» **WORK TO COMPLETE**:
- a) Answer these questions using the text on CSR and sustainability.
(i) Which law first enshrined OSH in CSR in Britain?
(ii) In what year did IOSH co-found the Center for Safety and Health Sustainability?
(iii) According to IOSH, what do better managed businesses do?
- b) From the text on CSR and sustainability, extract everything from "Health and safety" down to "(CSHS) in 2011.", word for word.

» **READING TEXT**:
Corporate Social Responsibility and Sustainability

IOSH advocates OSH beyond minimum compliance in the CSR and sustainability agenda to improve performance and save lives. We believe stronger linkage between OSH and CSR and sustainability can help ensure that OSH is viewed more strategically and positively and that standards are raised worldwide.

Health and safety professionals have a leading role to play in building sustainable workforces within sustainable organisations for a sustainable world – protecting life and limb and strengthening reputation, resilience and results.

The facts

  • Britain has a 200-year history of OSH in CSR, first enshrined in law with the Health and Morals of Apprentices Act 1802.
  • There are a number of well-known brand names that had their origins in Britain’s philanthropic business leaders of the past.
  • The IOSH vision is a safer and healthier world of work and we were pleased to make the case for OSH as a material reporting issue in 2003 and to co-found the Center for Safety and Health Sustainability (CSHS) in 2011.
  • The terms CSR and sustainability are often used interchangeably and in recent years Government and other stakeholder interest in this area has grown considerably.
  • Drivers include increased globalisation, extended enterprises, 24/7 communication and social media.
  • Also, increased stakeholder demand for transparency and accountability, leading to growth in corporate reporting requirements; ‘best of’ rankings; and ethical investment.
  • Enlightened self-interest and reputation management is leading more firms to engage in (and report on) socially responsible activities.
  • This includes a desire to be competitive, to retain a social license to operate and to provide assurance to stakeholders.
  • Global developments include the UN’s Guiding principles on business and human rights and its reporting framework and the Transforming our World: 2030 Agenda for Sustainable Development.
  • UK developments include narrative reporting requirements, BIS guidance on implementing the UN guiding principles and the statutory guidance for the Modern Slavery Act 2015 transparency in supply chains clause.   

Our position

  • IOSH advocates OSH beyond minimum compliance in the CSR and sustainability agenda to improve performance and save lives.
  • IOSH believes that better managed businesses thrive, contributing more to and benefitting more from, healthy and sustainable economies and societies.
  • While, in contrast; it is socially irresponsible and unsustainable for workers to be killed and disabled at work, squandering human talent and damaging our future.
  • We believe going beyond legal compliance on OSH is essential for a sustainable workforce in a globalised world in which there are extended, complex and sometimes unregulated supply chains.”
  • We take the view that stronger linkage between OSH and CSR and sustainability can help ensure OSH is viewed more strategically and positively and that standards are raised worldwide.

» **DATA UNDER STUDY**:
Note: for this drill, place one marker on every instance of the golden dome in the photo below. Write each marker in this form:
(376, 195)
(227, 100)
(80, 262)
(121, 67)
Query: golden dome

» **SET OF ANSWERS**:
- a)
(i) The Health and Morals of Apprentices Act 1802.
(ii) 2011.
(iii) They thrive, contributing more to and benefitting more from healthy and sustainable economies and societies.

- b)
Health and safety professionals have a leading role to play in building sustainable workforces within sustainable organisations for a sustainable world – protecting life and limb and strengthening reputation, resilience and results.

The facts

  • Britain has a 200-year history of OSH in CSR, first enshrined in law with the Health and Morals of Apprentices Act 1802.
  • There are a number of well-known brand names that had their origins in Britain’s philanthropic business leaders of the past.
  • The IOSH vision is a safer and healthier world of work and we were pleased to make the case for OSH as a material reporting issue in 2003 and to co-found the Center for Safety and Health Sustainability (CSHS) in 2011.